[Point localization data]

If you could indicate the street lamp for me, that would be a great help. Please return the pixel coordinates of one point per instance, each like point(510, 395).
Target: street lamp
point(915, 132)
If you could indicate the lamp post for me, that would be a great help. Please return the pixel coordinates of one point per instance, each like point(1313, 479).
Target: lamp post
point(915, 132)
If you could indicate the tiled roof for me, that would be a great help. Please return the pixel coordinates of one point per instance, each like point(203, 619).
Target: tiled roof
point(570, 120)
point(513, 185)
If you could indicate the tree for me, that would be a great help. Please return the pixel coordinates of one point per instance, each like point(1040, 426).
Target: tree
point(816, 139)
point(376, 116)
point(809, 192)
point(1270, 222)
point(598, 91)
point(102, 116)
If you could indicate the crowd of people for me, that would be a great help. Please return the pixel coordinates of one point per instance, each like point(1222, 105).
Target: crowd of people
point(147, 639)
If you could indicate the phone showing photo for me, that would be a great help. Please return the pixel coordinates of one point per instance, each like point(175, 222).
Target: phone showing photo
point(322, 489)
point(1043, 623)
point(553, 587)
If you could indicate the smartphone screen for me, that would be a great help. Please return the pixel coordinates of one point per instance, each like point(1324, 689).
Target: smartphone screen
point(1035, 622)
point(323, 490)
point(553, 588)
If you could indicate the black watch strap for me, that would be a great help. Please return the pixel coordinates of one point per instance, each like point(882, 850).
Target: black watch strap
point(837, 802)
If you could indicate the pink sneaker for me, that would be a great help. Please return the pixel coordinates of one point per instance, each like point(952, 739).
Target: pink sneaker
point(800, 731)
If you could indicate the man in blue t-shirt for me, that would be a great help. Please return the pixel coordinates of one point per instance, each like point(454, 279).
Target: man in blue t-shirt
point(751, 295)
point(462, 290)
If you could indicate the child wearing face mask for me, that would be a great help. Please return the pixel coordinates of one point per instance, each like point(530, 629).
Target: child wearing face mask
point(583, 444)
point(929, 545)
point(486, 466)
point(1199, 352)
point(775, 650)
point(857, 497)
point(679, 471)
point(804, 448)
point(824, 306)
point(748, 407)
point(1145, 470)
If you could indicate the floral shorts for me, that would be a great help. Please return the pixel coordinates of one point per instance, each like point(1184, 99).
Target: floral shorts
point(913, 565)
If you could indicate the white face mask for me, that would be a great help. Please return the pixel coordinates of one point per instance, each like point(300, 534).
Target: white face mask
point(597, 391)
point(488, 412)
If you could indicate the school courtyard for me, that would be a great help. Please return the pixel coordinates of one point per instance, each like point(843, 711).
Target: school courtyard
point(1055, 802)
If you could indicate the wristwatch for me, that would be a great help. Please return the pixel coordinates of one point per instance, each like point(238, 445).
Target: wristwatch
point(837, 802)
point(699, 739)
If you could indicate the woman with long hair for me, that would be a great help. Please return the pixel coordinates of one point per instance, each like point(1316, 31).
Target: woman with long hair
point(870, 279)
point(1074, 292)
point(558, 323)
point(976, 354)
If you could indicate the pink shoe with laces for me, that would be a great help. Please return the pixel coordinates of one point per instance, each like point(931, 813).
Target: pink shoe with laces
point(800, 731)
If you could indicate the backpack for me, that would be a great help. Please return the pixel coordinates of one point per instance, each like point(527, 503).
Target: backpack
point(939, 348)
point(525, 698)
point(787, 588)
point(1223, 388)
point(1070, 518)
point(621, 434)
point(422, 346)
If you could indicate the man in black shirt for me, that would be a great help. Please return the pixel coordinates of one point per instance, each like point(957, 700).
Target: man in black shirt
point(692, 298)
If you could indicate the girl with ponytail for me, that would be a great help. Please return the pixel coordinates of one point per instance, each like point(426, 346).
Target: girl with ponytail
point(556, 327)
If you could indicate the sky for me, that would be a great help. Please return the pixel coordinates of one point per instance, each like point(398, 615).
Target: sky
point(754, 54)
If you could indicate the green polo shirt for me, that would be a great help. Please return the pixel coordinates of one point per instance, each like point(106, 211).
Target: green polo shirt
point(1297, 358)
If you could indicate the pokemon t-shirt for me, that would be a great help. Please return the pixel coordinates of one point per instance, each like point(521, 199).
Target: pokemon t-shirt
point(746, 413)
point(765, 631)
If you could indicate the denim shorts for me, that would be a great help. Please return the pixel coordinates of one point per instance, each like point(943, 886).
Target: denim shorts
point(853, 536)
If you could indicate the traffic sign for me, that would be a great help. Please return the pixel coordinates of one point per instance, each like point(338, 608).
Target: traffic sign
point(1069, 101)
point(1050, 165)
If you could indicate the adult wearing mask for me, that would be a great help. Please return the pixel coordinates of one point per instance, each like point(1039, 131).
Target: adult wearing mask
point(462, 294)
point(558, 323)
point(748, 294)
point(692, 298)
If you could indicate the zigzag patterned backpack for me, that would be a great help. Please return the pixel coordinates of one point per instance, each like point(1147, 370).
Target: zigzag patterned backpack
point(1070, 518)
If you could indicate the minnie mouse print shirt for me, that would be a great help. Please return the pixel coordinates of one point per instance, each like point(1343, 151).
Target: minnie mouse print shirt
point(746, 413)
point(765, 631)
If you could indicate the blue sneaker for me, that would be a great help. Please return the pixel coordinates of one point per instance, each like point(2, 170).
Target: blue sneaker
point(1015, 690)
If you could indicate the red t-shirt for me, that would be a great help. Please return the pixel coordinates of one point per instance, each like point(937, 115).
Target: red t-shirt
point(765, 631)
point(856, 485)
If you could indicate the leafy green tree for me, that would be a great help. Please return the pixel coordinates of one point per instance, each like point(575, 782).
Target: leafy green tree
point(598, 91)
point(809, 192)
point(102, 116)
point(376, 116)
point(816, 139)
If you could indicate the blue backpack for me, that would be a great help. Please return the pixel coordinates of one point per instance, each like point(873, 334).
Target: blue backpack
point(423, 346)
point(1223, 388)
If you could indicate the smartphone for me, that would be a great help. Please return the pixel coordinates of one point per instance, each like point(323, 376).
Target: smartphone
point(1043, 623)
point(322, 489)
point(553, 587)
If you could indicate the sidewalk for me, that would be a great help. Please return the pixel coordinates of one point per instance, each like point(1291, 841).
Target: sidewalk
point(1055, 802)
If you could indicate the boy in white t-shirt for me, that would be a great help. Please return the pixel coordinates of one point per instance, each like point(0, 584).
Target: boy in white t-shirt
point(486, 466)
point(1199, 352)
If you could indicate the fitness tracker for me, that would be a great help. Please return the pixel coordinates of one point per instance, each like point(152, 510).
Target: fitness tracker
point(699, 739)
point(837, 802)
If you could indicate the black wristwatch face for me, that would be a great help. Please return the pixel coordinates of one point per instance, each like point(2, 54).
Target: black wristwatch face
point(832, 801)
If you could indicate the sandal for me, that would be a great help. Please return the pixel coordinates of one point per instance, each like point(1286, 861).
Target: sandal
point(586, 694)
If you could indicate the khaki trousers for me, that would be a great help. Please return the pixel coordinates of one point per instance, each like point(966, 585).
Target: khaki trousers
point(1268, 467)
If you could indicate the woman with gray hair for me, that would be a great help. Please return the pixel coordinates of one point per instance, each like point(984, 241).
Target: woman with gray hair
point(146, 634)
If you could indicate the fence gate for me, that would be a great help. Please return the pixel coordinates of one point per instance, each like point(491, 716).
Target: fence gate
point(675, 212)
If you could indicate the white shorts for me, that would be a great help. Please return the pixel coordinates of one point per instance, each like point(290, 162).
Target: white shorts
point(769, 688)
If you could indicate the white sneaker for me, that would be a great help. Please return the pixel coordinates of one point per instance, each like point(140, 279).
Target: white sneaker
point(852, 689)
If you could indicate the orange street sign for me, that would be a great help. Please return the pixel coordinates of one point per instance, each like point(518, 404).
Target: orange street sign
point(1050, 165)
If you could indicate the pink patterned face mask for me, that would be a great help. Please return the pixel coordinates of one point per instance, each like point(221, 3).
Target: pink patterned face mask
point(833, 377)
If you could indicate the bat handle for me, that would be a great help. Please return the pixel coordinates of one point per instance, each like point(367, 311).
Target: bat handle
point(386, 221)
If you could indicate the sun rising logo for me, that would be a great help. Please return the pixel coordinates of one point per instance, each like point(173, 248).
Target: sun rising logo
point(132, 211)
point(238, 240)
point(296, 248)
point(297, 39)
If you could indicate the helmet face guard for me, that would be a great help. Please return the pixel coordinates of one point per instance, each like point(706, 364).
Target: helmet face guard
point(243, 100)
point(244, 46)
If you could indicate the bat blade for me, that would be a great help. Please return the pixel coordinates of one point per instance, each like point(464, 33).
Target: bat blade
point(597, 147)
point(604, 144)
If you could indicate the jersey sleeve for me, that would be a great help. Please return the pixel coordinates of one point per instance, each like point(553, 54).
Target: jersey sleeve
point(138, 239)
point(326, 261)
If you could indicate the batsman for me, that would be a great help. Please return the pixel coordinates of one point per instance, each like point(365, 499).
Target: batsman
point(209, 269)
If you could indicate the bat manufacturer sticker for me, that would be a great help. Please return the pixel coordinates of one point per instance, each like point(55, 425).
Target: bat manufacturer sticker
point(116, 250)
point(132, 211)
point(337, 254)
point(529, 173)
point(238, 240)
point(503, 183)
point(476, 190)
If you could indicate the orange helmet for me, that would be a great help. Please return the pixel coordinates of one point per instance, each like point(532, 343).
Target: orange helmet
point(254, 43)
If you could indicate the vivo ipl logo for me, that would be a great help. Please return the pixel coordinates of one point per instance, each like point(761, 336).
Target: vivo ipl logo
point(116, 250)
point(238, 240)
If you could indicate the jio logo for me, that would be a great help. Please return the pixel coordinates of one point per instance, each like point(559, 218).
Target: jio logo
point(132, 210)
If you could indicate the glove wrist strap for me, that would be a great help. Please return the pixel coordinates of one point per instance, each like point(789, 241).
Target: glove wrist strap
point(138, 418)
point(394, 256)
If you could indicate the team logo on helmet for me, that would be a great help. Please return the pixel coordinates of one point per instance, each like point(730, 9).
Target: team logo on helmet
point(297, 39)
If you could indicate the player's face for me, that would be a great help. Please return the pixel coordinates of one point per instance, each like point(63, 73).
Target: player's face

Activity :: If a line in the entries includes the word "player", copy that line out.

Solution ::
If you could indicate the player's face for me, that would be a great help. Please return the pixel coordinates of one point per instance, each like point(63, 73).
Target: player's face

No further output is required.